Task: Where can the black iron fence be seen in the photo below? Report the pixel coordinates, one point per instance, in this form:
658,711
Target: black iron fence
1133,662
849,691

——————————

> _DIRECTIONS FOR THIS TASK_
Convert every line of the listing above into a JSON list of strings, one string per line, leaving out any blank lines.

> _FINISHED ANSWER_
[
  "Task: Where can the black iron fence be seen in the photo below? Report the pixel coordinates, one point per instance, in this form:",
  "658,711",
  "Target: black iron fence",
  "1133,662",
  "849,691"
]